Esercizio 1
Secondo l'intervista a Paolo Romani, di quale forza politica è capodelegazione in Senato?
Esercizio 2
Nell'intervista a Paolo Romani, sostituisci "granitico" con "monolitico" e riporta il passo che va da "Quanto ha inciso" fino a "capo dello Stato." compreso.
Esercizio 3
Prosegui l'intervista a Paolo Romani dal punto in cui il testo si interrompe.

======== Testo estratto

Paolo Romani, ex forzista e ora capodelegazione di Coraggio Italia in Senato, ragiona sul post elezioni Quirinalizie e spiega che «nel percorso che ha portato alla rielezione di Mattarella e alla continuazione del governo Draghi c’è il seme della futura stabilizzazione del sistema politico» e che una nuova legge elettorale «può accelerare o rallentare il percorso di aggregazione al centro».

Senatore Romani, cosa rimane della coalizione di centrodestra dopo la settimana del Quirinale?

La coalizione di centrodestra è rimasta soprattutto nelle amministrazione locali. E non da ora. Non è nostro costume fare polemica ma ricordo che Salvini ha fatto un governo con il M5S mentre Forza Italia e Fratelli d’Italia erano all’opposizione. Dopodiché c’è stato il Conte bis, dove eravamo tutti insieme l’opposizione, e poi è arrivato il governo Draghi con Fratelli d’Italia dall’altra parte. La coalizione insomma si ritrova e si riunisce ma spesso e volentieri ha avuto posizioni pubbliche diverse. Del tutto legittime, ma diverse.

Quanto ha inciso la corsa al Colle sul disfacimento del centrodestra?

Prima di tutto rifiuto di immaginare un coalizione come un soggetto granitico dove tutte le posizioni siano appiattite, pena l’accusa di tradimento. Rispetto all’elezione del presidente della Repubblica è accaduto che il leader della coalizione, d’accordo con noi, ha proposto una terna; poi però si è passati alla carta Casellati, fallita la quale, nell’arco di una notte ha proposto una candidatura, quella di Elisabetta Belloni, nata in maniera improvvisa. Aveva una sua giustificazione perché era nelle proposte del Pd ma le forze di centro, compresa Forza Italia, si sono trovate a dare un giudizio negativo non sulla persona, che conosco bene e stimo tantissimo, quanto nel mostrare quanto fosse irrituale che il capo del Dis diventasse capo dello Stato.

================
======== Dati forniti

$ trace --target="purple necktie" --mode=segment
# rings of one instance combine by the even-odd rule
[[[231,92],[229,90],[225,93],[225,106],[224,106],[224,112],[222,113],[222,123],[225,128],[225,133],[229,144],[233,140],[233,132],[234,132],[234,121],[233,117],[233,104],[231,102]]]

================

Risposta 1
Coraggio Italia.

Risposta 2
Quanto ha inciso la corsa al Colle sul disfacimento del centrodestra?

Prima di tutto rifiuto di immaginare un coalizione come un soggetto monolitico dove tutte le posizioni siano appiattite, pena l’accusa di tradimento. Rispetto all’elezione del presidente della Repubblica è accaduto che il leader della coalizione, d’accordo con noi, ha proposto una terna; poi però si è passati alla carta Casellati, fallita la quale, nell’arco di una notte ha proposto una candidatura, quella di Elisabetta Belloni, nata in maniera improvvisa. Aveva una sua giustificazione perché era nelle proposte del Pd ma le forze di centro, compresa Forza Italia, si sono trovate a dare un giudizio negativo non sulla persona, che conosco bene e stimo tantissimo, quanto nel mostrare quanto fosse irrituale che il capo del Dis diventasse capo dello Stato.

Risposta 3
Insomma è mancato il coordinamento a livello centrale: tutta colpa di Salvini?

È certamente mancato un coordinamento ma al tempo stesso è stata la dimostrazione che le forze liberali, moderate e riformiste, che si sono mosse insieme, hanno bisogno di una guida. Questa volta si è arrivati alla soluzione di mantenere Draghi a palazzo Chigi e rieleggere Mattarella al Quirinale. Vedremo in futuro.

Prima della guida serve però il soggetto politico: nascerà un grande Centro?

Chiaramente ci poniamo il problema di immaginare un cosiddetto centro nel quale possono convergere le tante forze che si richiamano ai valori suddetti. È un tentativo, non deve essere un procedimento parlamentare ma deve partire dai territori. Vediamo se ci sono le condizioni per cui questo soggetto possa nascere, mantenendo ciascuna delle componenti una ragionevole autonomia almeno all’inizio.

Come pensate di arrivare a questo grande centro?

Siamo partiti, se vuole anche in maniera un po’ casuale, da un patto di consultazione che fino a oggi ha funzionato. Da questa base c’è la possibilità che nasca un soggetto politico vero e proprio. Ci stiamo lavorando.

Come si inserisce nel ragionamento il dibattito sulla legge elettorale?

La legge elettorale può accelerare o rallentare tale processo. In ogni caso va cambiata, perché con il taglio dei parlamentari il Rosatellum è quasi inapplicabile, visto che al Senato ci sarebbero collegi enormi. Abbiamo immaginato che un legge di tipo proporzionale possa essere una buona soluzione perché risponde a tre requisiti: il primo, fare in modo che gli eletti siano rappresentativi dell’intero elettorato; il secondo, garantire stabilità, come successo in Germania dove non c’è più un partito del 35 per cento a causa della frammentazione ma tanti partiti più piccoli che governano insieme; terzo, fare in modo, attraverso il modello tedesco, che i rappresentanti del popolo abbiano un legame diretto con i cittadini.

Crede che anche pezzi del centrosinistra, penso al Pd e a Luigi Di Maio, possano essere coinvolti in futuro in questo progetto centrista?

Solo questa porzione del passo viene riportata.